Find every line below with the string "blue" and pick it out.

[Exercise data Boundary: Start]

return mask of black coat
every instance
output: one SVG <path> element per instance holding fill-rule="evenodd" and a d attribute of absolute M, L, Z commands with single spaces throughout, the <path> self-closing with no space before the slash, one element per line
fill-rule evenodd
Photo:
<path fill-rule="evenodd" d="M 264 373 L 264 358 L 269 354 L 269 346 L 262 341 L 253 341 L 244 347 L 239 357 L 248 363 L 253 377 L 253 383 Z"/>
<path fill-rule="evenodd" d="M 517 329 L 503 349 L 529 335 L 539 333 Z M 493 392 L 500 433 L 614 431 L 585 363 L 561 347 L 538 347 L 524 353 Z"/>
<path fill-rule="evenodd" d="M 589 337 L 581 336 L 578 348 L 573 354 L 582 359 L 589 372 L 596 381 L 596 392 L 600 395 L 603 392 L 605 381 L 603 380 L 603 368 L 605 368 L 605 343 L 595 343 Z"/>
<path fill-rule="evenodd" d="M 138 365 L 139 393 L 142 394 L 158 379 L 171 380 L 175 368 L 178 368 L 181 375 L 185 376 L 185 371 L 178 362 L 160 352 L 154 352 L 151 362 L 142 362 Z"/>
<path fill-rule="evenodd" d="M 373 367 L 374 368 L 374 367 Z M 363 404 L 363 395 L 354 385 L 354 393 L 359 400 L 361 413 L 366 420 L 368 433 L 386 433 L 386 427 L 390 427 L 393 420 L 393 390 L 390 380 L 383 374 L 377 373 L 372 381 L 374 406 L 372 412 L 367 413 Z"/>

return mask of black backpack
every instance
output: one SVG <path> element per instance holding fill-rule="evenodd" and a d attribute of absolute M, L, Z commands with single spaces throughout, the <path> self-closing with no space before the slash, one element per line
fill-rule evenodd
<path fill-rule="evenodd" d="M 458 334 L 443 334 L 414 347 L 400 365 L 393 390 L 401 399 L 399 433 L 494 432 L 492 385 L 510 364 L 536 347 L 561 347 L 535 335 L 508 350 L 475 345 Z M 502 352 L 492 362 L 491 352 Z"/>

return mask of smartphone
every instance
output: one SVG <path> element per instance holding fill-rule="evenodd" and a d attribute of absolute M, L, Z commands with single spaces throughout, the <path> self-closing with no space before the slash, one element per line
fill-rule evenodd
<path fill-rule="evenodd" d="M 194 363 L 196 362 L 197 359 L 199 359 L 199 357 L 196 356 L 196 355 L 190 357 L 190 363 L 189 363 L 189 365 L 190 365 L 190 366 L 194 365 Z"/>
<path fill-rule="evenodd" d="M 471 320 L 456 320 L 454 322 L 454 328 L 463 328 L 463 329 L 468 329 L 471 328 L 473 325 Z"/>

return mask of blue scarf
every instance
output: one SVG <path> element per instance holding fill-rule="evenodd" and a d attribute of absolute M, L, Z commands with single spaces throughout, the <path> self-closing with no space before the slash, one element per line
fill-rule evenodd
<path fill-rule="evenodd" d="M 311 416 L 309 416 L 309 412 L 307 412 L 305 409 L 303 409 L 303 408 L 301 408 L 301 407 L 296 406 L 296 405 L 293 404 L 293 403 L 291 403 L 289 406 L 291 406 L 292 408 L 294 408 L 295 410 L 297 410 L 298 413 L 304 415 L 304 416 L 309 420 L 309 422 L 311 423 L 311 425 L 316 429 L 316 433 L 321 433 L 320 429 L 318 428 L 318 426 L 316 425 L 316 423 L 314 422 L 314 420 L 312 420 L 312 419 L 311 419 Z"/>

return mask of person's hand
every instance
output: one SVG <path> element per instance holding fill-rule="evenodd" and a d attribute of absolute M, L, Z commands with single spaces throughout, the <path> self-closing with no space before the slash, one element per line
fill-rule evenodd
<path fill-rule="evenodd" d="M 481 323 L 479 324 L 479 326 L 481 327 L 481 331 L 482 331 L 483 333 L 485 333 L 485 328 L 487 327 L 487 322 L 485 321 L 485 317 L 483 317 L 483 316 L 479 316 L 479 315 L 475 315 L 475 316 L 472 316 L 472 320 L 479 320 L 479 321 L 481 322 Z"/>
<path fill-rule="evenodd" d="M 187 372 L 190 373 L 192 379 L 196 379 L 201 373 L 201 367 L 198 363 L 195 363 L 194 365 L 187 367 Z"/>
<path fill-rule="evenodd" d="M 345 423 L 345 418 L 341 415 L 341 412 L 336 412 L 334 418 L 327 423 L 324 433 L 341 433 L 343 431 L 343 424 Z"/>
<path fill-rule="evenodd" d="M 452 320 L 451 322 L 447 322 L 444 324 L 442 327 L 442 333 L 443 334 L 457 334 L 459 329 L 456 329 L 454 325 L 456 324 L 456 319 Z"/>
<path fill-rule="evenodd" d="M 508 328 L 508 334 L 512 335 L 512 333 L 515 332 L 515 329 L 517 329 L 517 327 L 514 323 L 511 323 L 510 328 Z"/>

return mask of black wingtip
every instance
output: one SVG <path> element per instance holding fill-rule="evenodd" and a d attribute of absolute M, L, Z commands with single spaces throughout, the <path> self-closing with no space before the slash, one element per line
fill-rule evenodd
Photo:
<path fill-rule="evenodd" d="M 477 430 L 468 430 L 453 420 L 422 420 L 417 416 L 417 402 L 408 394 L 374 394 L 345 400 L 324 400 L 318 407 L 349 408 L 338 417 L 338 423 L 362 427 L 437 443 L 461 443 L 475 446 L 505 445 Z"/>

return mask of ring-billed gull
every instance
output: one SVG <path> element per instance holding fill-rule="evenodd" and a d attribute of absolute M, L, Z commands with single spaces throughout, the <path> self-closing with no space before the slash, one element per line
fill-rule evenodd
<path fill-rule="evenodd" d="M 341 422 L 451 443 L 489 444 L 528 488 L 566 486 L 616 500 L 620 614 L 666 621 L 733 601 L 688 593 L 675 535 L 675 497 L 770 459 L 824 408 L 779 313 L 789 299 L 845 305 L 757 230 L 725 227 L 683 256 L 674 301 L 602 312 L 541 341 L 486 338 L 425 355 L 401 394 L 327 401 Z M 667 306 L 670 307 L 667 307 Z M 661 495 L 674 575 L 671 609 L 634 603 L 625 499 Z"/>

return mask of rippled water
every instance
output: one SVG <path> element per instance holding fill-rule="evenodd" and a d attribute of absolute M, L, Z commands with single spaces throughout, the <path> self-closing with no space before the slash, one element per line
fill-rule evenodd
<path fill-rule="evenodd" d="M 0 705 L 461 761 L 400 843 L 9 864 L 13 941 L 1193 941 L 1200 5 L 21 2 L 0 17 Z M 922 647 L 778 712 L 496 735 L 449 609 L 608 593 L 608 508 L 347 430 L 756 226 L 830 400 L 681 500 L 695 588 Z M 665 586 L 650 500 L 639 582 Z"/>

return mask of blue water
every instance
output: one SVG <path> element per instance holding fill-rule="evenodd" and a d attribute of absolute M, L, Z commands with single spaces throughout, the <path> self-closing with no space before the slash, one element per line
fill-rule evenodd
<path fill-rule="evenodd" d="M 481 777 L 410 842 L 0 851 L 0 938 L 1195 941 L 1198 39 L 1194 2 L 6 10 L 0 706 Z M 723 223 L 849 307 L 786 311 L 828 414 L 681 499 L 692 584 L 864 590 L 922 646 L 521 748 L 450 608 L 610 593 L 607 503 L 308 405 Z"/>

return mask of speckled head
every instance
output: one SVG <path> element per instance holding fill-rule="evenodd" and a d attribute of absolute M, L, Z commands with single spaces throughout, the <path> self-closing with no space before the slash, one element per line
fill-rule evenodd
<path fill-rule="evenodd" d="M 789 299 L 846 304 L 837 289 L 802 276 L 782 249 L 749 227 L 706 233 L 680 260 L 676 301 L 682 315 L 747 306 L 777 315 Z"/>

[Exercise data Boundary: End]

■ Task response
return mask of blue scarf
return mask of blue water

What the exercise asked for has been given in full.